*What you are asked to do*.
Reproduce the material below word for word, without the pictures.

*Input data*.

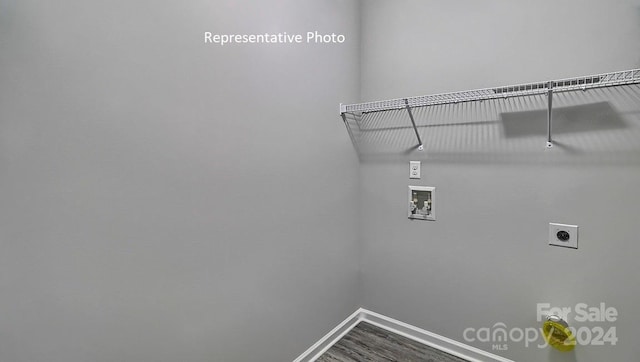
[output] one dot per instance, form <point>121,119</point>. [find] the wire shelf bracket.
<point>584,83</point>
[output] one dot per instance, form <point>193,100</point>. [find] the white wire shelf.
<point>548,88</point>
<point>561,85</point>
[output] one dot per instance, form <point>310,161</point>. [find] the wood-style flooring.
<point>366,342</point>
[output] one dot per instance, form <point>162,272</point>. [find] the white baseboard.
<point>445,344</point>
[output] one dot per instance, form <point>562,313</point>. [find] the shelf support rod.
<point>346,124</point>
<point>413,122</point>
<point>549,115</point>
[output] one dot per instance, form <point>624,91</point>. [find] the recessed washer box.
<point>563,235</point>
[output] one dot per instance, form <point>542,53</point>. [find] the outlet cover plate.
<point>563,235</point>
<point>414,169</point>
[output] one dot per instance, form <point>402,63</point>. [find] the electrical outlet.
<point>563,235</point>
<point>414,169</point>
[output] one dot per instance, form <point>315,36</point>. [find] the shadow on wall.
<point>594,126</point>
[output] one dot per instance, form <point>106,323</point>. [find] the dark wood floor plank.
<point>368,343</point>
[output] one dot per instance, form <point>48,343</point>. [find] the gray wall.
<point>485,259</point>
<point>166,200</point>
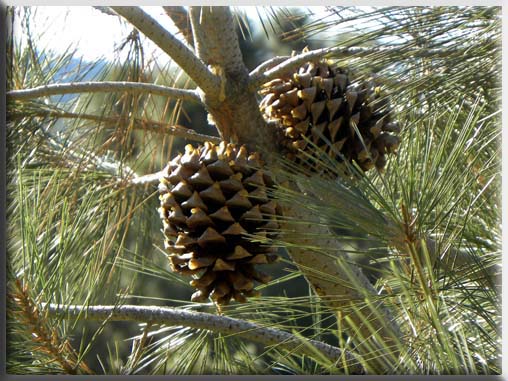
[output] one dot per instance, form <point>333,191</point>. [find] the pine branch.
<point>48,338</point>
<point>181,54</point>
<point>257,77</point>
<point>103,87</point>
<point>235,110</point>
<point>143,124</point>
<point>200,320</point>
<point>216,40</point>
<point>180,18</point>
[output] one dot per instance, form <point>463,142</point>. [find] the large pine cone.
<point>320,103</point>
<point>212,198</point>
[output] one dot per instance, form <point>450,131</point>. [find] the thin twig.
<point>215,323</point>
<point>48,338</point>
<point>258,77</point>
<point>172,46</point>
<point>103,87</point>
<point>146,179</point>
<point>143,124</point>
<point>268,64</point>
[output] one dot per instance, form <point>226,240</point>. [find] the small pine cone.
<point>212,197</point>
<point>320,103</point>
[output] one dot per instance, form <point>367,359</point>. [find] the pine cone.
<point>320,103</point>
<point>212,197</point>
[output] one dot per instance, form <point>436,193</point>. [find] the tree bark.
<point>235,111</point>
<point>222,324</point>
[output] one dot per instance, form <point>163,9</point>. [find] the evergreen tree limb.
<point>103,87</point>
<point>177,50</point>
<point>142,124</point>
<point>216,39</point>
<point>235,111</point>
<point>200,320</point>
<point>180,18</point>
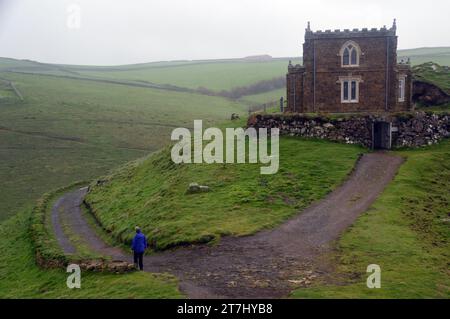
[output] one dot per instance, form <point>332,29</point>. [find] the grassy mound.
<point>22,278</point>
<point>152,193</point>
<point>406,232</point>
<point>433,73</point>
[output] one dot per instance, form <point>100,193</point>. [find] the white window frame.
<point>358,54</point>
<point>401,88</point>
<point>349,80</point>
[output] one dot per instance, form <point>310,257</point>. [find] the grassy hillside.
<point>67,130</point>
<point>406,232</point>
<point>433,73</point>
<point>21,278</point>
<point>440,55</point>
<point>152,193</point>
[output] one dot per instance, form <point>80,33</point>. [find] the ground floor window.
<point>350,90</point>
<point>401,88</point>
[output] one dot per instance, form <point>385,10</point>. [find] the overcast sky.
<point>113,32</point>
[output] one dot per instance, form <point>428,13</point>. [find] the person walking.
<point>138,246</point>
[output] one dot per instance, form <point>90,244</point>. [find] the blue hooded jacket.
<point>139,243</point>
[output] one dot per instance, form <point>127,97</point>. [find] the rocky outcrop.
<point>429,94</point>
<point>408,129</point>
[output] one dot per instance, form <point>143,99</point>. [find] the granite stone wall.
<point>408,129</point>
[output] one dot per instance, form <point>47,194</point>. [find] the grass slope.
<point>67,130</point>
<point>21,278</point>
<point>406,232</point>
<point>433,73</point>
<point>440,55</point>
<point>152,193</point>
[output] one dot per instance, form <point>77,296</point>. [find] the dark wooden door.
<point>381,135</point>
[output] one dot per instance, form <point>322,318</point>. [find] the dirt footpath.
<point>269,264</point>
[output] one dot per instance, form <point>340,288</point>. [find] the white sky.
<point>131,31</point>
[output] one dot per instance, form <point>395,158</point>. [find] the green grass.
<point>440,55</point>
<point>151,193</point>
<point>271,96</point>
<point>67,130</point>
<point>21,278</point>
<point>213,75</point>
<point>435,74</point>
<point>406,232</point>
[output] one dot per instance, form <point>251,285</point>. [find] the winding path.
<point>267,265</point>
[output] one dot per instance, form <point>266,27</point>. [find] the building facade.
<point>349,71</point>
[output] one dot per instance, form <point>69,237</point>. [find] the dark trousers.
<point>139,260</point>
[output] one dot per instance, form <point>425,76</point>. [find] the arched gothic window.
<point>350,53</point>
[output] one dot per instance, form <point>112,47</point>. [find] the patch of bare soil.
<point>271,263</point>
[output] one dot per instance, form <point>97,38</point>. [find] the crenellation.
<point>369,77</point>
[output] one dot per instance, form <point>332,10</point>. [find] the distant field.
<point>440,55</point>
<point>67,130</point>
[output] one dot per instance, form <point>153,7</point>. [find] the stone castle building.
<point>349,71</point>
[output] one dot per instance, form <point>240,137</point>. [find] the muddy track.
<point>269,264</point>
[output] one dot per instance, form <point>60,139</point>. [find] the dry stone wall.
<point>408,129</point>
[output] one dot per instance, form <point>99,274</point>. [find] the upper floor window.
<point>401,88</point>
<point>350,53</point>
<point>350,88</point>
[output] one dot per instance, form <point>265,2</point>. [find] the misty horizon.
<point>111,34</point>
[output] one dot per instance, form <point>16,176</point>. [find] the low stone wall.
<point>408,129</point>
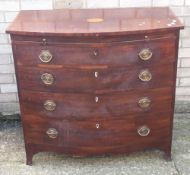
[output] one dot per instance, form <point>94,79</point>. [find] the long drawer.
<point>139,130</point>
<point>95,80</point>
<point>114,54</point>
<point>89,106</point>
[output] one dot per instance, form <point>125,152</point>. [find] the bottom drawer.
<point>97,133</point>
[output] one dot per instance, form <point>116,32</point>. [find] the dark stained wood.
<point>84,106</point>
<point>118,41</point>
<point>85,134</point>
<point>110,54</point>
<point>74,22</point>
<point>84,80</point>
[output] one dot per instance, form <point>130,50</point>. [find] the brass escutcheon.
<point>47,79</point>
<point>145,54</point>
<point>95,20</point>
<point>144,102</point>
<point>52,133</point>
<point>145,75</point>
<point>45,56</point>
<point>143,131</point>
<point>49,105</point>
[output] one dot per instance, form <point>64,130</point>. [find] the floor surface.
<point>12,157</point>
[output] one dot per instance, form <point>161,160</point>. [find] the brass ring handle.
<point>143,131</point>
<point>47,79</point>
<point>144,102</point>
<point>49,105</point>
<point>52,133</point>
<point>145,54</point>
<point>45,56</point>
<point>145,75</point>
<point>95,53</point>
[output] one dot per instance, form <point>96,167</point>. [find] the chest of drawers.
<point>94,82</point>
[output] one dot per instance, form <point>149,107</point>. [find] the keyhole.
<point>97,125</point>
<point>96,99</point>
<point>96,74</point>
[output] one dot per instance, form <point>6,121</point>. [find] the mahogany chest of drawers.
<point>98,81</point>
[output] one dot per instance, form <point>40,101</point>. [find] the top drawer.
<point>155,51</point>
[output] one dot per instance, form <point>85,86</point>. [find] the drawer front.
<point>97,133</point>
<point>94,80</point>
<point>99,54</point>
<point>89,106</point>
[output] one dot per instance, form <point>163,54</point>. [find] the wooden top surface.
<point>94,22</point>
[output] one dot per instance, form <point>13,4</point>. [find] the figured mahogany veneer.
<point>96,81</point>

*Finished answer*.
[output] one dot per instance, form <point>121,119</point>. [find] the wire shelf bracket.
<point>584,83</point>
[output] one dot per instance, form <point>193,100</point>. [find] the white wire shelf.
<point>548,88</point>
<point>561,85</point>
[output] one dot per instance, form <point>310,161</point>. [find] the wood-style flooring.
<point>366,342</point>
[output] one dot per instance, form <point>162,272</point>. [find] the white baseboard.
<point>445,344</point>
[output] one dot per instance, form <point>562,313</point>. [find] the shelf support rod.
<point>346,124</point>
<point>413,122</point>
<point>549,115</point>
[output] one dot per instance, form <point>624,91</point>. [find] the recessed washer box.
<point>563,235</point>
[output] one dot per instance, form <point>542,53</point>. [find] the outlet cover plate.
<point>563,235</point>
<point>414,169</point>
[output] one dot per instance, form <point>402,63</point>. [find] the electrical outlet.
<point>563,235</point>
<point>414,169</point>
[output] one dot per instance, form <point>315,36</point>. [find] the shadow on wall.
<point>594,126</point>
[output] one dot per instance, form <point>106,323</point>. [find] the dark wood floor plank.
<point>368,343</point>
[output] one dot per instance, form <point>48,343</point>. [find] the gray wall.
<point>485,259</point>
<point>166,200</point>
[output] one dot per instance, form <point>333,191</point>. [find] the pine branch.
<point>48,338</point>
<point>181,54</point>
<point>257,77</point>
<point>103,87</point>
<point>235,110</point>
<point>143,124</point>
<point>200,320</point>
<point>216,40</point>
<point>180,18</point>
[output] one dot per instance, form <point>463,142</point>. [find] the large pine cone.
<point>320,103</point>
<point>212,198</point>
[output] one dot per instance, form <point>450,131</point>. [find] the thin twig.
<point>215,323</point>
<point>48,338</point>
<point>258,77</point>
<point>172,46</point>
<point>103,87</point>
<point>146,179</point>
<point>143,124</point>
<point>268,64</point>
[output] one dot per instance, form <point>226,240</point>. [find] the small pine cone.
<point>212,197</point>
<point>320,103</point>
[output] one dot per instance, form <point>367,359</point>. [find] the pine cone.
<point>320,103</point>
<point>212,197</point>
[output] one dot per instance, form <point>436,193</point>. [find] the tree bark.
<point>235,111</point>
<point>222,324</point>
[output] one dot per instance, form <point>163,9</point>. [find] the evergreen tree limb.
<point>103,87</point>
<point>177,50</point>
<point>142,124</point>
<point>216,39</point>
<point>235,111</point>
<point>200,320</point>
<point>180,18</point>
[output] one dot per instance, form <point>332,29</point>. [find] the grassy mound.
<point>22,278</point>
<point>152,193</point>
<point>406,232</point>
<point>433,73</point>
[output] one dot per instance, form <point>100,193</point>. [find] the white window frame.
<point>358,54</point>
<point>401,88</point>
<point>349,80</point>
[output] one dot per instance, form <point>310,257</point>. [find] the grassy hillside.
<point>67,130</point>
<point>406,232</point>
<point>433,73</point>
<point>21,278</point>
<point>440,55</point>
<point>152,193</point>
[output] one dot per instance, form <point>80,33</point>. [find] the ground floor window.
<point>350,90</point>
<point>401,88</point>
[output] one dot per instance, form <point>385,10</point>. [find] the overcast sky.
<point>113,32</point>
[output] one dot per instance, form <point>428,13</point>. [find] the person walking.
<point>138,246</point>
[output] one dot per instance, form <point>90,244</point>. [find] the blue hooded jacket.
<point>139,243</point>
[output] one dot per instance, form <point>127,97</point>. [find] the rocky outcrop.
<point>429,94</point>
<point>408,129</point>
[output] one dot per instance, form <point>143,99</point>. [find] the granite stone wall.
<point>408,129</point>
[output] one dot per instance, form <point>47,194</point>. [find] the grass slope.
<point>67,130</point>
<point>21,278</point>
<point>406,232</point>
<point>433,73</point>
<point>440,55</point>
<point>152,193</point>
[output] one dot per instance, form <point>77,296</point>. [find] the dark wooden door.
<point>381,135</point>
[output] one dot per instance, form <point>322,318</point>. [find] the dirt footpath.
<point>269,264</point>
[output] one dot per instance, form <point>340,288</point>. [find] the white sky.
<point>131,31</point>
[output] one dot per instance, form <point>395,158</point>. [find] the green grass.
<point>440,55</point>
<point>151,193</point>
<point>271,96</point>
<point>67,130</point>
<point>21,278</point>
<point>213,75</point>
<point>435,74</point>
<point>406,232</point>
[output] one dot per instance, form <point>251,285</point>. [find] the winding path.
<point>267,265</point>
[output] one dot per instance, form <point>266,27</point>. [find] the building facade.
<point>349,71</point>
[output] one dot per instance, form <point>69,237</point>. [find] the dark trousers.
<point>139,260</point>
[output] one dot per instance, form <point>425,76</point>. [find] the arched gothic window.
<point>350,53</point>
[output] one dot per instance, form <point>112,47</point>. [find] the patch of bare soil.
<point>271,263</point>
[output] one dot per instance, form <point>97,38</point>. [find] the crenellation.
<point>369,77</point>
[output] one dot per instance, form <point>332,10</point>. [find] the distant field.
<point>440,55</point>
<point>67,130</point>
[output] one dot per instance, form <point>153,7</point>. [find] the stone castle building.
<point>349,71</point>
[output] one dot per instance, form <point>240,137</point>. [find] the muddy track.
<point>269,264</point>
[output] one dot per instance, form <point>60,139</point>. [find] the dry stone wall.
<point>408,129</point>
[output] one dot per instance, form <point>99,274</point>. [find] the upper floor window.
<point>401,88</point>
<point>350,53</point>
<point>350,88</point>
[output] one dot per instance, form <point>265,2</point>. [find] the misty horizon.
<point>111,34</point>
[output] one dot per instance, form <point>16,176</point>. [find] the low stone wall.
<point>408,129</point>
[output] one dot per instance, form <point>94,79</point>. [find] the long drawer.
<point>139,130</point>
<point>95,80</point>
<point>114,54</point>
<point>89,106</point>
[output] one dot per instance, form <point>125,152</point>. [find] the bottom drawer.
<point>97,133</point>
[output] one dot per instance, form <point>116,32</point>. [find] the dark stained wood.
<point>84,106</point>
<point>118,41</point>
<point>85,134</point>
<point>110,54</point>
<point>74,22</point>
<point>84,80</point>
[output] one dot per instance, form <point>130,50</point>. [find] the brass escutcheon.
<point>47,79</point>
<point>145,54</point>
<point>95,20</point>
<point>144,102</point>
<point>52,133</point>
<point>145,75</point>
<point>45,56</point>
<point>143,131</point>
<point>49,105</point>
[output] one dot per instance, form <point>64,130</point>. [find] the floor surface.
<point>12,157</point>
[output] one dot per instance, form <point>161,160</point>. [find] the brass ring handle.
<point>143,131</point>
<point>47,79</point>
<point>144,102</point>
<point>49,105</point>
<point>52,133</point>
<point>145,54</point>
<point>45,56</point>
<point>145,75</point>
<point>95,53</point>
[output] one dot per instance, form <point>96,167</point>. [find] the chest of drawers.
<point>94,82</point>
[output] one dot per instance, form <point>149,107</point>. [find] the keyhole.
<point>97,125</point>
<point>96,99</point>
<point>96,74</point>
[output] one dot per instance, form <point>6,121</point>. [find] the mahogany chest of drawers.
<point>98,81</point>
[output] one dot per instance, form <point>40,101</point>. [find] the top drawer.
<point>155,51</point>
[output] one dot per instance, form <point>85,86</point>. [find] the drawer front.
<point>97,133</point>
<point>94,80</point>
<point>99,54</point>
<point>89,106</point>
[output] one dot per instance, form <point>163,54</point>. [find] the wooden top surface.
<point>94,22</point>
[output] one dot per instance, form <point>13,4</point>. [find] the figured mahogany veneer.
<point>96,81</point>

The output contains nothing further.